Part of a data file
^^^^^^^^

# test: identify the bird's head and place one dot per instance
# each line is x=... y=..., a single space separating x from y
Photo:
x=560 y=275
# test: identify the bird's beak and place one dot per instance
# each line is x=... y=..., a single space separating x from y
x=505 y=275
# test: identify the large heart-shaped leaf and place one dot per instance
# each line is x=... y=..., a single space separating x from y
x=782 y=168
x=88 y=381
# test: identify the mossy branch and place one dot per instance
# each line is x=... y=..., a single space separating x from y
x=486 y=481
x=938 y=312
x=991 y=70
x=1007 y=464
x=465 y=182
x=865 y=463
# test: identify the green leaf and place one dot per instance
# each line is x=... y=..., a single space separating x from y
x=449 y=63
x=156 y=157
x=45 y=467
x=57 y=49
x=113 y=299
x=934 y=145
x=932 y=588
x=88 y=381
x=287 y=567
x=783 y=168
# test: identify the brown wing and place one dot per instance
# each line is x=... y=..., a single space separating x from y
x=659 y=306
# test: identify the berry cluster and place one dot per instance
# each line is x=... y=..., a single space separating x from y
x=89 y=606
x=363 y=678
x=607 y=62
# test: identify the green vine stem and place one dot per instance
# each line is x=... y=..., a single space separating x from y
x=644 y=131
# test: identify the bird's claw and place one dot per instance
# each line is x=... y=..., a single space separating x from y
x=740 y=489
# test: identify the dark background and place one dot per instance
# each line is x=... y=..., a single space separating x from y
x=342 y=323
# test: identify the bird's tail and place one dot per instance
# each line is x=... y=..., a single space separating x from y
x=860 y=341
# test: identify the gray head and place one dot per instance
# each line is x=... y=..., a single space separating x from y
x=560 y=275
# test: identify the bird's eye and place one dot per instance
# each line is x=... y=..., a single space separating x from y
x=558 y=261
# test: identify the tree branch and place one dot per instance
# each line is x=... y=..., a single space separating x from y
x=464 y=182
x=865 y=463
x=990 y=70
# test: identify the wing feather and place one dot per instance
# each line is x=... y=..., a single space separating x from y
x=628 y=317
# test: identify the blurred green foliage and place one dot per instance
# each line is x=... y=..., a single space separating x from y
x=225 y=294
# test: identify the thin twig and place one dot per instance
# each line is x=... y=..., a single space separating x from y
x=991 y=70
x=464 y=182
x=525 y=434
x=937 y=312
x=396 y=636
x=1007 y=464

^^^^^^^^

### TO DO
Reproduce all of the items above, substituting "locate" for every occurrence of "identify" and leaving everything else unchanged.

### THE RESULT
# test: locate the bird's head and place one dot per instance
# each line is x=... y=..., a single space separating x from y
Photo:
x=560 y=275
# test: locate the bird's beak and place one dot per instance
# each line is x=... y=..., a single space separating x from y
x=505 y=275
# test: locate the large heart-shaped leaf and place one dot per instance
# each line is x=... y=..., a single space separating x from y
x=782 y=168
x=88 y=381
# test: locate the mossy branch and place one dot per instance
# each line is x=... y=..., a single space separating x from y
x=486 y=481
x=938 y=312
x=991 y=70
x=1007 y=464
x=465 y=182
x=865 y=463
# test: locate the green leaf and place one dot per instance
# each line is x=... y=..., a single space separating x from y
x=449 y=63
x=156 y=157
x=45 y=467
x=57 y=49
x=113 y=299
x=934 y=145
x=932 y=588
x=88 y=381
x=287 y=567
x=783 y=168
# test: locate the brown wing and place one dot per instance
# each line is x=... y=..., a single space separating x from y
x=659 y=306
# test: locate the berry cluster and place one dot per instance
# each line is x=... y=..., a single space separating x from y
x=89 y=606
x=363 y=678
x=607 y=62
# test: locate the green vine stem and place one dot per instance
# each line is x=... y=..., a single space separating x from y
x=644 y=131
# test: locate the bird's claw and place one dot per instance
# each line is x=... y=..., a single space separating x from y
x=740 y=489
# test: locate the dark background and place one dot per instance
# each line is x=... y=..., a single space separating x from y
x=342 y=323
# test: locate the bird's tail and place one dot per instance
# each line is x=... y=..., a single space separating x from y
x=860 y=341
# test: locate the gray head and place one dot per instance
# each line is x=... y=..., a single space separating x from y
x=560 y=275
# test: locate the bird's eye and place one dot per instance
# each line is x=... y=..., a single space separating x from y
x=558 y=261
# test: locate the tree branch and place one dot per instance
# each line is x=... y=..., a single space separating x from y
x=464 y=182
x=865 y=463
x=990 y=70
# test: locate the wing feather and place one dot per instance
# each line is x=... y=..., a single space separating x from y
x=628 y=317
# test: locate the blurred green foliage and place one dot per instance
# each line is x=... y=..., a single space separating x from y
x=225 y=294
# test: locate the thin twig and place one dot per instance
# each line is x=... y=..., a single space separating x from y
x=991 y=70
x=464 y=182
x=525 y=434
x=937 y=312
x=396 y=636
x=1007 y=464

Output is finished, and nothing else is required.